> _Instructions to follow_
Copy out the listing below line for line, with no changes.

> _Location annotation dataset excerpts_
- - - - - - -

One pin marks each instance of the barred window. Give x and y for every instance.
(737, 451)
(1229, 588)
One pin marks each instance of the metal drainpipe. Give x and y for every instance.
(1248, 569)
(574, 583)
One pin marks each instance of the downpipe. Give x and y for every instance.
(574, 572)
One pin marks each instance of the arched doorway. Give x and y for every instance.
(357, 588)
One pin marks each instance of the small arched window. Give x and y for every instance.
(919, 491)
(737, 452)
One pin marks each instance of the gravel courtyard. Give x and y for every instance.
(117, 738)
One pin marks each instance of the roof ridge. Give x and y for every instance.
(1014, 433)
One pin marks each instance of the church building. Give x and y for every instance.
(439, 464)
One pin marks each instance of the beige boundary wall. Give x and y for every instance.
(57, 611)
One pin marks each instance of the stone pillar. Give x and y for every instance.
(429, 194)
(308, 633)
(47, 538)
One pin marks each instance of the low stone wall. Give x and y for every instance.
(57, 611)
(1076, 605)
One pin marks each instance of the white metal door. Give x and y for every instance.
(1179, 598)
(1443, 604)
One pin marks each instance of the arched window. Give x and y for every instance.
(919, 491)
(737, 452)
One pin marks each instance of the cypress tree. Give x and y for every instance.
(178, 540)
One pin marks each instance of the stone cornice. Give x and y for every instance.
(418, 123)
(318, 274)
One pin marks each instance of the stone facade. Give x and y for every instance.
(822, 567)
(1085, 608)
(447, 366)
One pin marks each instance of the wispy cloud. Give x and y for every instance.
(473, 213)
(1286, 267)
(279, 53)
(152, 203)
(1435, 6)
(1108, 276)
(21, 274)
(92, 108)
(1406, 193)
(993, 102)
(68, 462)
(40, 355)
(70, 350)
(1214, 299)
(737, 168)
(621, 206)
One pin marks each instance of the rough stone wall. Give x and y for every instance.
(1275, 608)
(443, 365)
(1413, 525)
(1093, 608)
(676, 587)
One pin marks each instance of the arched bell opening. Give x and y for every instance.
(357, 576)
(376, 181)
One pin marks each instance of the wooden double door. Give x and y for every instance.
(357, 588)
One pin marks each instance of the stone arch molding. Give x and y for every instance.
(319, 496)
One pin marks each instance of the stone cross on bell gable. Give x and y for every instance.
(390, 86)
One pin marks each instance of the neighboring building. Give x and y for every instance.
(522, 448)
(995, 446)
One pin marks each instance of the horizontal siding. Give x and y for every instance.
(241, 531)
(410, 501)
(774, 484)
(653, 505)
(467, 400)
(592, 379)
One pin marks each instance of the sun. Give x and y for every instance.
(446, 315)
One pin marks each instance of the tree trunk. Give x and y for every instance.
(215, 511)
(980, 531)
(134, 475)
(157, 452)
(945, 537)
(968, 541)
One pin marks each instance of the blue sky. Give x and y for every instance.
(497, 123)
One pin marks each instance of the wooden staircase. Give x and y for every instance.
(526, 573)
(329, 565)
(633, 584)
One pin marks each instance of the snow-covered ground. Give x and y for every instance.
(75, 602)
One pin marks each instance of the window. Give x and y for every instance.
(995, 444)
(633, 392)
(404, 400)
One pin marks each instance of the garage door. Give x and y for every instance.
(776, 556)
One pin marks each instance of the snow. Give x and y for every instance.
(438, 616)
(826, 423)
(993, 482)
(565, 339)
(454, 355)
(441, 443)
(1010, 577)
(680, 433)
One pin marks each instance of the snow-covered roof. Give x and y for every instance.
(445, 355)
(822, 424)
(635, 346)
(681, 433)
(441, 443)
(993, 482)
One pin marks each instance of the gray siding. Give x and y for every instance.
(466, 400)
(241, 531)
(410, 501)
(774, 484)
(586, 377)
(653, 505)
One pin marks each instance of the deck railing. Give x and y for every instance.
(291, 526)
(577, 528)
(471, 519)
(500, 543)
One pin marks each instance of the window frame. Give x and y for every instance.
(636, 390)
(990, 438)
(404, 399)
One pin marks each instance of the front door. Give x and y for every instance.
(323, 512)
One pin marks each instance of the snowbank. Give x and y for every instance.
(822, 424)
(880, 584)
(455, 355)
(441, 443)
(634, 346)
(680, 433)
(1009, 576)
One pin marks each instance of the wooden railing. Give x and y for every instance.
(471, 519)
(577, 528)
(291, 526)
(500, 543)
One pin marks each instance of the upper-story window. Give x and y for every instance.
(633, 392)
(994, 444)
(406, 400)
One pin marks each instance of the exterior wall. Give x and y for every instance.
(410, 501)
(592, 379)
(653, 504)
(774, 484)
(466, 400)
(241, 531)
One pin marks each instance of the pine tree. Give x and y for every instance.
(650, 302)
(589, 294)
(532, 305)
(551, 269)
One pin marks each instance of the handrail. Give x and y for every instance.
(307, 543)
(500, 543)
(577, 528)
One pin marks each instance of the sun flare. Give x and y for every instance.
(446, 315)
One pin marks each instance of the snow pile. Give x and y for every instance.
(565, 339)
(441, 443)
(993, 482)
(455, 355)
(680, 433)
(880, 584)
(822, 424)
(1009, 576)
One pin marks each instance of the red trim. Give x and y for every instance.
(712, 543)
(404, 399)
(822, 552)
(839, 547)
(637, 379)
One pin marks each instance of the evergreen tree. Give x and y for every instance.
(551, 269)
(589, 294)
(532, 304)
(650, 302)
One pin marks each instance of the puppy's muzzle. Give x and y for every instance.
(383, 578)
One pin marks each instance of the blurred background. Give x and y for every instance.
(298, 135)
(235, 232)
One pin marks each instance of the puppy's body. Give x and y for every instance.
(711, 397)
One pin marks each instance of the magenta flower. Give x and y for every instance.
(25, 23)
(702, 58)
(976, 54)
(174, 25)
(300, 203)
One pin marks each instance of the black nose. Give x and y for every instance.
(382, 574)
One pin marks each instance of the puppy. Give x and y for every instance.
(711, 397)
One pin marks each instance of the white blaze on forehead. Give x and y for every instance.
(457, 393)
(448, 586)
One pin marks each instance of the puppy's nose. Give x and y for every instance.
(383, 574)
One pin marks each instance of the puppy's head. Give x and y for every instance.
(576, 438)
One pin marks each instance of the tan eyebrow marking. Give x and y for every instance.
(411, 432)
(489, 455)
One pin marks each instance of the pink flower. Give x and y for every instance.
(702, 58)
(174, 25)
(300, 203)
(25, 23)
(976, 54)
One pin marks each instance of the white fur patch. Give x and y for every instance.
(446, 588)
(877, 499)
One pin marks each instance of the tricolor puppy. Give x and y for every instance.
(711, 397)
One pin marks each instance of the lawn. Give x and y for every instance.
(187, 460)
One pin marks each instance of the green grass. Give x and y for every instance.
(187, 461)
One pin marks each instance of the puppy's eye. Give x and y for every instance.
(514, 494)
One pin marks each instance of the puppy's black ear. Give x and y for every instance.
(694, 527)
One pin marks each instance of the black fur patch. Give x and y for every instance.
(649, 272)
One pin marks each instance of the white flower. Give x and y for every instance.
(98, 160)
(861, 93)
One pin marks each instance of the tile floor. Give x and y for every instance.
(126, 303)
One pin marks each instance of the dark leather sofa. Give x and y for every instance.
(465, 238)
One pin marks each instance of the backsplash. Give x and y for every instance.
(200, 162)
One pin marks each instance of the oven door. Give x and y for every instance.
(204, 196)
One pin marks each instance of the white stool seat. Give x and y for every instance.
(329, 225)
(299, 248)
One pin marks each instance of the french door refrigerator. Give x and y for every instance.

- - - - - - -

> _The result_
One pin marks each instance of the barred window. Give x and y for every instance.
(737, 451)
(1229, 588)
One pin marks each instance of the metal drainpipe. Give x and y for every instance.
(1248, 569)
(574, 583)
One pin marks each instance of the downpipe. Give x and y for every instance.
(574, 572)
One pin marks each instance of the arched doorway. Give x and y for every instance.
(357, 588)
One pin marks each instance of the small arched window. Give x and y for every instance.
(919, 491)
(737, 452)
One pin marks each instance of the gravel courtyard. Give x and y for every instance.
(117, 738)
One pin marks each instance of the roof ridge. Give x and y for every instance.
(1014, 433)
One pin marks each instance of the church building. Give x and y for every instance.
(439, 464)
One pin marks each instance of the beige boundary wall. Give x and y for every instance.
(57, 611)
One pin marks each instance of the stone pillar. Give x and y for every instance.
(429, 194)
(308, 633)
(47, 538)
One pin marks each instance of the low stone wall. Give x and y for every instance.
(57, 611)
(1076, 605)
One pin marks each instance of the white metal door. Give x and y for every instance.
(1179, 598)
(1443, 604)
One pin marks each instance of the arched window. Give x and y for every instance.
(919, 491)
(737, 452)
One pin marks each instance of the cypress tree. Give x and y for every instance.
(178, 540)
One pin marks each instance of the stone cornice. Give x and y for every instance.
(418, 123)
(318, 274)
One pin marks each instance of the stone facade. Give x and y for every instance.
(822, 567)
(1085, 608)
(447, 366)
One pin marks each instance of the wispy cloud. Give x and y for every instance.
(473, 213)
(1286, 267)
(279, 53)
(152, 203)
(1435, 6)
(1108, 276)
(21, 274)
(92, 108)
(1406, 193)
(993, 102)
(68, 462)
(40, 355)
(70, 350)
(1214, 299)
(737, 168)
(621, 206)
One pin marks each instance of the rough stone wall. Give x and y for every instance.
(1275, 608)
(443, 365)
(1413, 525)
(1093, 608)
(676, 587)
One pin marks each instance of the arched bell opening. Give x and y for every instance.
(357, 576)
(376, 181)
One pin marks each instance of the wooden double door. Give x and y for every instance.
(357, 588)
One pin marks each instance of the stone arch molding. Give x and y for every instance.
(319, 496)
One pin marks each instance of the stone cross on bell gable. Give x and y for every instance.
(390, 86)
One pin marks each instance of the neighboring building. Give x and y for every instance.
(522, 448)
(995, 446)
One pin marks each instance of the horizontal siding. Give x and y for every instance.
(241, 531)
(410, 501)
(774, 484)
(653, 505)
(467, 400)
(592, 379)
One pin marks each instance of the sun. Give x and y for every instance.
(446, 315)
One pin marks each instance of the tree trunk. Give x and y for every instance.
(215, 511)
(980, 531)
(134, 475)
(157, 452)
(945, 537)
(968, 541)
One pin marks each instance of the blue sky. Give x and y for every instance.
(497, 123)
One pin marks each instance of the wooden staircase. Give x and y for every instance.
(526, 573)
(329, 565)
(633, 584)
One pin marks each instance of the snow-covered ground. Give x and y for every instance.
(75, 602)
One pin marks each instance of the window. Give x and y for every instance.
(995, 444)
(633, 392)
(404, 400)
One pin marks each instance of the garage door. Give x and y for every instance.
(776, 556)
One pin marks each instance of the snow. Give x and y for every instance.
(438, 616)
(826, 423)
(993, 482)
(565, 339)
(454, 355)
(441, 443)
(1010, 577)
(680, 433)
One pin marks each instance of the snow-covered roof. Give x and y for every instance.
(445, 355)
(822, 424)
(635, 346)
(681, 433)
(441, 443)
(993, 482)
One pin marks each instance of the gray siding. Give x and y for every instance.
(466, 400)
(241, 531)
(410, 501)
(774, 484)
(586, 377)
(653, 505)
One pin marks each instance of the deck railing. Give x and y for every instance.
(291, 526)
(577, 528)
(471, 519)
(500, 543)
One pin marks each instance of the window frame. Give x and y for every instance.
(636, 390)
(990, 438)
(404, 399)
One pin marks each instance of the front door. Give x and y for every instance.
(323, 512)
One pin marks each instance of the snowbank. Give x and y for every instance.
(822, 424)
(880, 584)
(455, 355)
(441, 443)
(634, 346)
(680, 433)
(1009, 576)
One pin marks each instance of the wooden railing. Give x and y for every instance.
(471, 519)
(577, 528)
(291, 526)
(500, 543)
One pin marks each instance of the upper-story window. Give x and y for every instance.
(633, 392)
(994, 444)
(406, 400)
One pin marks each instance of the exterior wall. Give x and y for every instance.
(410, 501)
(592, 379)
(653, 504)
(774, 484)
(466, 400)
(241, 531)
One pin marks each instance of the pine tree. Give x and y for every instance.
(650, 302)
(589, 294)
(532, 305)
(551, 269)
One pin marks each instance of the handrail. Give x and y for every instance.
(307, 543)
(500, 543)
(577, 528)
One pin marks each instance of the sun flare. Give x and y for every instance.
(446, 315)
One pin marks each instance of the snow pile. Give x and y for every instance.
(565, 339)
(441, 443)
(993, 482)
(455, 355)
(680, 433)
(880, 584)
(822, 424)
(1009, 576)
One pin marks each instance of the red trim. Give x and y for every instance.
(712, 543)
(404, 399)
(822, 552)
(839, 547)
(637, 379)
One pin marks each instance of the evergreen tree. Give x and y for every instance.
(551, 269)
(589, 294)
(532, 304)
(650, 302)
One pin marks each instance of the puppy's muzzle. Give x and y for every instance.
(383, 578)
One pin marks each instance of the blurred background. Give x and y for every instance.
(298, 135)
(235, 232)
One pin marks each instance of the puppy's body. Give x and y for every instance.
(711, 397)
One pin marks each instance of the magenta flower. Give x and y for every instance.
(25, 23)
(702, 58)
(976, 54)
(174, 25)
(300, 203)
One pin marks each instance of the black nose. Give x and y for every instance.
(382, 574)
One pin marks each instance of the puppy. Give x and y for every instance.
(711, 397)
One pin marks each instance of the white blaze on forehead. Give x and y for every instance.
(457, 393)
(448, 586)
One pin marks each instance of the puppy's nose. Give x and y for every instance.
(383, 574)
One pin marks each instance of the puppy's head. Give x and y for every instance.
(576, 438)
One pin marks each instance of the tan eyebrow marking. Give x and y for every instance.
(411, 432)
(489, 455)
One pin marks each instance of the pink flower. Give x and y for every instance.
(702, 58)
(174, 25)
(300, 203)
(25, 23)
(976, 54)
One pin marks each instance of the white fur patch. Give x and y for every instance.
(446, 588)
(877, 499)
One pin marks each instance of the tricolor puppy. Give x and y for every instance.
(711, 397)
One pin marks each instance of the lawn. Give x and y for every instance.
(187, 460)
One pin marks each instance of the green grass. Give x and y for every instance.
(187, 461)
One pin marks each instance of the puppy's eye. Give x and y for every instance.
(514, 494)
One pin marks each instance of the puppy's black ear. Give x and y for every instance.
(694, 527)
One pin marks each instance of the black fur patch. Give x and y for every instance.
(649, 272)
One pin marks each instance of the white flower. Give x and y for every instance.
(98, 160)
(861, 93)
One pin marks each instance of the tile floor. Give x and y for every instance.
(126, 303)
One pin marks each instance of the dark leather sofa. Give x and y for every instance.
(465, 238)
One pin marks each instance of the backsplash. Give x and y for every instance.
(200, 162)
One pin marks each instance of the oven door. Give x and y for every instance.
(204, 196)
One pin marks each instance of the white stool seat. Give x and y for every instance.
(329, 225)
(299, 248)
One pin marks each instance of the french door refrigerator. Give x and y for every instance.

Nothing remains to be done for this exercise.